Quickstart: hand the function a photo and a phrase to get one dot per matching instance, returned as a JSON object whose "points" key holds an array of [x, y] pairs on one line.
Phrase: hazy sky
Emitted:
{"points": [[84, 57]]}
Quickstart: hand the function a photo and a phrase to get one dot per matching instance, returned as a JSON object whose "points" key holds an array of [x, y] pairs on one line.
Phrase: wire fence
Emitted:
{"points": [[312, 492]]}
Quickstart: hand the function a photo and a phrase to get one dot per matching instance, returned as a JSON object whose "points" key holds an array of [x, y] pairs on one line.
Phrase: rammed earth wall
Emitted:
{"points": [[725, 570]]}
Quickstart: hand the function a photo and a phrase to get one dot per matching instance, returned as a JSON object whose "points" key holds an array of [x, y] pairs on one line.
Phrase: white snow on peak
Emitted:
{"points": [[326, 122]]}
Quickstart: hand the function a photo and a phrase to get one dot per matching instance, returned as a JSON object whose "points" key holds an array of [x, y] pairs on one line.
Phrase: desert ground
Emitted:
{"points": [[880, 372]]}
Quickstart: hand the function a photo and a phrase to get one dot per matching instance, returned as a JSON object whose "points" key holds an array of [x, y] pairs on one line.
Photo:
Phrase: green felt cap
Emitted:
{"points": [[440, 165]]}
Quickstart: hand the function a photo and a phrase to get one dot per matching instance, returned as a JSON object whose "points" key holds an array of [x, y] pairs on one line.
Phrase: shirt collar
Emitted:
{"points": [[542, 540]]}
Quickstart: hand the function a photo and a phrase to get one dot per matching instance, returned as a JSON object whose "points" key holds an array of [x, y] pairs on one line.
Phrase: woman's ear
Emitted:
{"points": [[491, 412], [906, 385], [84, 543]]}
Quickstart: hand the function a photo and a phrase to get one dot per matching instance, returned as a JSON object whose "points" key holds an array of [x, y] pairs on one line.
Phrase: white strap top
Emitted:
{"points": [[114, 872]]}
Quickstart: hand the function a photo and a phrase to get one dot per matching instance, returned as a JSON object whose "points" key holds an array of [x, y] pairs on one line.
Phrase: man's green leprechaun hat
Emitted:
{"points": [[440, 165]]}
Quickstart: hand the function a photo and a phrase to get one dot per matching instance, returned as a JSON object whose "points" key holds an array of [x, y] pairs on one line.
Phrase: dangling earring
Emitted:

# # # # # # #

Exercise task: Write out all of the records above exactly as they appear.

Solved problem:
Quickstart: hand the function a photo and a phrase to get one dot per matching instance, returned as a JSON object whose "points" key holds an array of [x, y] pairs on one line.
Phrase: hazy sky
Emitted:
{"points": [[84, 57]]}
Quickstart: hand the function a photo and a phrase to get one dot per matching instance, returned as a JSON object whose "points" key holds an array of [x, y] pairs on one line.
Phrase: wire fence
Emitted:
{"points": [[312, 492]]}
Quickstart: hand the function a photo and a phrase to get one dot per matching instance, returned as a JSON object whose "points" key holds an array of [x, y] pairs on one line.
Phrase: rammed earth wall
Emitted:
{"points": [[725, 570]]}
Quickstart: hand the function a photo and a phrase to get one dot per matching instance, returned as a JSON object whose "points" key holds an array of [x, y] pairs on one line.
Phrase: white snow on peak
Emitted:
{"points": [[326, 122]]}
Quickstart: hand the function a photo and a phrase to get one dot per matching instance, returned as a JSON object whose "points" key holds an array of [x, y] pairs on one line.
Phrase: desert ground
Emitted:
{"points": [[880, 372]]}
Quickstart: hand the function a photo and a phrase to get one dot per matching instance, returned as a JSON object whose "points" key holds an array of [x, y] pairs on one line.
Photo:
Phrase: green felt cap
Emitted:
{"points": [[440, 165]]}
Quickstart: hand the function a photo and a phrase to get one dot per matching instance, returned as a JSON object whose "points" key holds an array of [x, y] pairs on one line.
Phrase: shirt collar
Emitted:
{"points": [[542, 540]]}
Quickstart: hand the function a photo and a phrase to get one dot per matching instance, returned as a JSON object whose "points" key holds an array of [x, y] pairs on one line.
Phrase: woman's ear
Emitted:
{"points": [[491, 412], [906, 385], [84, 543]]}
Quickstart: hand the function a photo and a phrase to get one dot per matching instance, returned as a JSON object whose "points" key holds an array of [x, y] pairs on one line.
Phrase: white strap top
Emitted:
{"points": [[114, 872]]}
Quickstart: hand the function a photo and a phrase to get one dot per matching instance, returned as a JSON object whose "points" key holds an array of [x, y] pairs on one line.
Phrase: man's green leprechaun hat
Emitted:
{"points": [[440, 165]]}
Quickstart: hand the function a photo and a phrase to get one dot per matching instance, returned as a JSON object whose "points" key holds an array of [x, y] pairs on one line.
Phrase: dangling earring
Emitted:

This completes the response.